== GOAL OF THE EXERCISE ==
From the line that contains "Target: rope fray" through the line that contains "Q: Mark a point on every instance of the weathered", output every line of the listing below exactly and leave out all the rest.

***** EXCERPTED DATA

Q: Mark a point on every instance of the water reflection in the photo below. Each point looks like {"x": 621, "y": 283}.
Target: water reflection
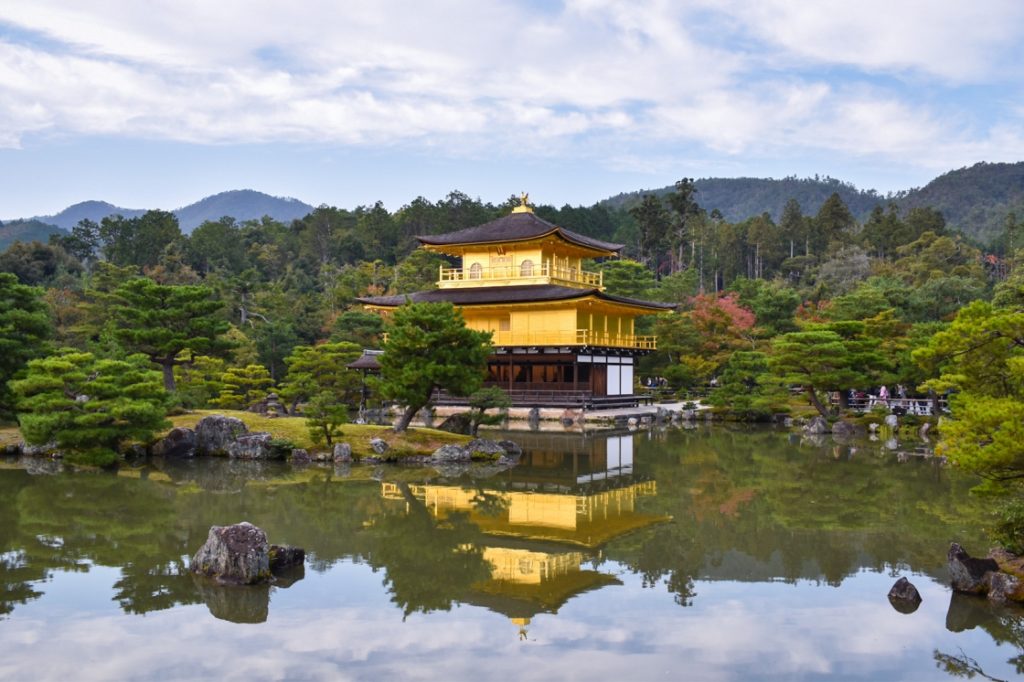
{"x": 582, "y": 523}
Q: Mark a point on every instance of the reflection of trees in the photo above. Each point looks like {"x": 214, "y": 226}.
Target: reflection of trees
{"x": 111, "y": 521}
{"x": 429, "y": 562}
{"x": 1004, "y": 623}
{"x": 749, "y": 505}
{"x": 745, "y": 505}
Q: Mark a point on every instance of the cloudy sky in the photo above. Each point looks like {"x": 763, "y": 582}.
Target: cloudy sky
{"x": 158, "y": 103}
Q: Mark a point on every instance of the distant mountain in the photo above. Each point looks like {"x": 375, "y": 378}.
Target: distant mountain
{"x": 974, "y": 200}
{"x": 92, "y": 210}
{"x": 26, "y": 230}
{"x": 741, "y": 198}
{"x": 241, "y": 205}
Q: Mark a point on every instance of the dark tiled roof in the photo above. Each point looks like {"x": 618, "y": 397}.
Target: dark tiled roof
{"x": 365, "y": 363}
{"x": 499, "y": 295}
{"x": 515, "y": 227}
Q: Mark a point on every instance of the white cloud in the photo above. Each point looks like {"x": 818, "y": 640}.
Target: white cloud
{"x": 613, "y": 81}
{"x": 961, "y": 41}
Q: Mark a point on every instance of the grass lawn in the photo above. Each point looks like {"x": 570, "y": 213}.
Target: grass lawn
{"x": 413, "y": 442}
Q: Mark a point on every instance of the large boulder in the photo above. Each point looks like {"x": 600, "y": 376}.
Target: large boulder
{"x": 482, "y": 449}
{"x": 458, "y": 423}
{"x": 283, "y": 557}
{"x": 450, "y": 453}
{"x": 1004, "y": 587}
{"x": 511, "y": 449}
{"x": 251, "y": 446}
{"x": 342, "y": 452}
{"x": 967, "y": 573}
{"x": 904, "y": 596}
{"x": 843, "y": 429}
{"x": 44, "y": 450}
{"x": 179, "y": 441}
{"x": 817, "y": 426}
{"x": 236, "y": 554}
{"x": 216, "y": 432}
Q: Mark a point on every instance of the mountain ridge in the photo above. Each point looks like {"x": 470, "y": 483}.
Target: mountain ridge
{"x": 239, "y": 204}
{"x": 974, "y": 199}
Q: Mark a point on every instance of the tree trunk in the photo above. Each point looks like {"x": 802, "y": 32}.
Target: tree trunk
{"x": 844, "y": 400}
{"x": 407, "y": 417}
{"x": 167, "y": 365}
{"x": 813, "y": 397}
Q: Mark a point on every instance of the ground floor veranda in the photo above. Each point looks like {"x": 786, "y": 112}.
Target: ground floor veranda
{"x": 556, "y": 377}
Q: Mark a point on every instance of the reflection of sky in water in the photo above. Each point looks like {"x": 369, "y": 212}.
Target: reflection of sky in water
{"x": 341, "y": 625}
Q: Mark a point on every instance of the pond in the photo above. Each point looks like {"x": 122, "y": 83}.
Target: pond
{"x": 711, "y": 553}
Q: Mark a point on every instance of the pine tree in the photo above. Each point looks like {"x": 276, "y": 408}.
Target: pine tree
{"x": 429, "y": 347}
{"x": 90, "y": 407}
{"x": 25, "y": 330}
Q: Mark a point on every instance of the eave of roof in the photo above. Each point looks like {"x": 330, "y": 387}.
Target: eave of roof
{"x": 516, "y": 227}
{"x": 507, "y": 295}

**********
***** EXCERPTED DATA

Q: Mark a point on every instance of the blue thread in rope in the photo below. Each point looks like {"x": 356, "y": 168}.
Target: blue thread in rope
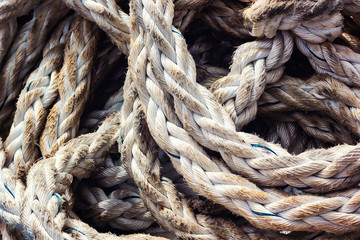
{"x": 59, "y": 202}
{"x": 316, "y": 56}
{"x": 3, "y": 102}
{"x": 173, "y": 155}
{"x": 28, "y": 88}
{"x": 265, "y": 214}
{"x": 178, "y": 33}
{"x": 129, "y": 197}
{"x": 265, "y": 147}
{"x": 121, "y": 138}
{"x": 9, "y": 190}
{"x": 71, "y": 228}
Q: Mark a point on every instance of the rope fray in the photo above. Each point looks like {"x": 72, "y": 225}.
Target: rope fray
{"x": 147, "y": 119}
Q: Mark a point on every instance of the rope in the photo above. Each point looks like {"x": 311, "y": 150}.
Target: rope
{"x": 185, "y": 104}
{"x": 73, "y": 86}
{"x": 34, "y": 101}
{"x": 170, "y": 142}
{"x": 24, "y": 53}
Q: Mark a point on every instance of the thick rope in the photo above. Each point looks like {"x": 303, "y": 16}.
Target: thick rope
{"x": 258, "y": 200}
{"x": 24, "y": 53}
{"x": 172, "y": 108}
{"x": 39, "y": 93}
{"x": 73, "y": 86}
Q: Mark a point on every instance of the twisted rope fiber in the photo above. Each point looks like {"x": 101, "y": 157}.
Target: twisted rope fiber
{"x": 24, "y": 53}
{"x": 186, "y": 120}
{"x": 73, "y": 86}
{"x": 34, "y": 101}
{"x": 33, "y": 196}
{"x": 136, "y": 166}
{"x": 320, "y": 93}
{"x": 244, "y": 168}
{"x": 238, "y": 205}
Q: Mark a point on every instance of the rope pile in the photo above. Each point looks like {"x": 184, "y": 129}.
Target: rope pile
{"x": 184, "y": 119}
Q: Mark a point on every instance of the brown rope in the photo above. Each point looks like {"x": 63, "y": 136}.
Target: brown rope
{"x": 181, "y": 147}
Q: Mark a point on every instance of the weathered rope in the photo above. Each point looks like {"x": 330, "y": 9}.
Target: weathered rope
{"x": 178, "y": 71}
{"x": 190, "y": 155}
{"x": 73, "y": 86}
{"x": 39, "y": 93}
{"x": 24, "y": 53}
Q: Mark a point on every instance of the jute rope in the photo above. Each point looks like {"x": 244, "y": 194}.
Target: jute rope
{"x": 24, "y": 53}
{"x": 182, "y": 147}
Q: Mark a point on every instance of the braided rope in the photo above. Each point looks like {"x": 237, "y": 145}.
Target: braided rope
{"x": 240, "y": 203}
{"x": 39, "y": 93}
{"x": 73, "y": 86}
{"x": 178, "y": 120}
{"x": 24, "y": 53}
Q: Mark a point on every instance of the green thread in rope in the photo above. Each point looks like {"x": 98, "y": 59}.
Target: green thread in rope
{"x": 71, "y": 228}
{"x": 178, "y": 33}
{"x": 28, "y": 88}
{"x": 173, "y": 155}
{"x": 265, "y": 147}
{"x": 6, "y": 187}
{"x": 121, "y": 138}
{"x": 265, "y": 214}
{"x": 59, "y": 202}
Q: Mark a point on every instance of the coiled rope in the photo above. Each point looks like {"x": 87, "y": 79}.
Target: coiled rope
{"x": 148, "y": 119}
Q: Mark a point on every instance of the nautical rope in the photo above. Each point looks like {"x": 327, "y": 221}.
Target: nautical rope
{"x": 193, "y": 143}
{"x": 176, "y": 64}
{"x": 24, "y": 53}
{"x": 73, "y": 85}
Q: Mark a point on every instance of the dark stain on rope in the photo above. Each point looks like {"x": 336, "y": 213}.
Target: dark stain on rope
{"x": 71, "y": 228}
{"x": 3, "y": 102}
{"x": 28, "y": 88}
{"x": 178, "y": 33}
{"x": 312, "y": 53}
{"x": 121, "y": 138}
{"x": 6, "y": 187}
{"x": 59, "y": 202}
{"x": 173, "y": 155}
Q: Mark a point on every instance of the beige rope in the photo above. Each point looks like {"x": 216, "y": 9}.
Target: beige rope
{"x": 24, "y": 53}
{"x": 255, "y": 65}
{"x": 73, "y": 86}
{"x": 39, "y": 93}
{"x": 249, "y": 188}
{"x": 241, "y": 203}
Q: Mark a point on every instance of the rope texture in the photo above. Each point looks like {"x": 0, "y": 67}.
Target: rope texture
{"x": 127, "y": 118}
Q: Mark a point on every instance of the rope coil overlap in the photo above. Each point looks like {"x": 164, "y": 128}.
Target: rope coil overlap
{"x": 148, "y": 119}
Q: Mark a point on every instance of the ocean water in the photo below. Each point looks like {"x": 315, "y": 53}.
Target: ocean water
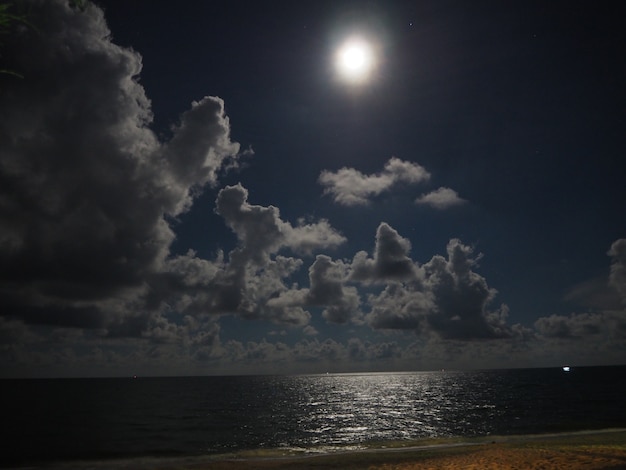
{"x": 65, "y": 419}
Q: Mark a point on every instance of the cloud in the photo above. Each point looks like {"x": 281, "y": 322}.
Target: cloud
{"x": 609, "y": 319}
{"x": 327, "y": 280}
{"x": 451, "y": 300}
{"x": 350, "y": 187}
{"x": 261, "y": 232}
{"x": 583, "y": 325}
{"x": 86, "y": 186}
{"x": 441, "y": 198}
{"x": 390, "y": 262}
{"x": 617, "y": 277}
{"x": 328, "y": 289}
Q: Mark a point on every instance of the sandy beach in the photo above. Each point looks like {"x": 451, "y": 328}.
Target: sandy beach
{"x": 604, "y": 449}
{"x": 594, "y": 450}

**********

== WRITTEN RESPONSE ==
Target: rope fray
{"x": 147, "y": 119}
Q: Mark a point on every instance of the rope in the photo above. Each point looks like {"x": 311, "y": 150}.
Target: rope
{"x": 185, "y": 104}
{"x": 73, "y": 86}
{"x": 34, "y": 101}
{"x": 170, "y": 142}
{"x": 24, "y": 53}
Q: Mark a point on every instance of the thick rope in the photo above. Each point looks like {"x": 303, "y": 16}.
Target: thick rope
{"x": 258, "y": 200}
{"x": 24, "y": 53}
{"x": 172, "y": 108}
{"x": 39, "y": 93}
{"x": 73, "y": 86}
Q: Mark a point on every instance of the twisted rope fiber in the photo above. Each point looks like {"x": 101, "y": 157}.
Target: twisted rope fiber
{"x": 24, "y": 53}
{"x": 186, "y": 120}
{"x": 73, "y": 86}
{"x": 34, "y": 101}
{"x": 33, "y": 196}
{"x": 136, "y": 166}
{"x": 320, "y": 93}
{"x": 244, "y": 168}
{"x": 238, "y": 205}
Q: Mark a point on every instance of the rope pile in the photo above. Each point looks like {"x": 184, "y": 129}.
Target: rope pile
{"x": 184, "y": 119}
Q: Mark a point on every instance of the brown rope in the photo above. Each point looks like {"x": 63, "y": 136}.
Target: brown rope
{"x": 181, "y": 147}
Q: Mark a point on every instance of the weathered rope in the photo above. Each point looks like {"x": 330, "y": 9}.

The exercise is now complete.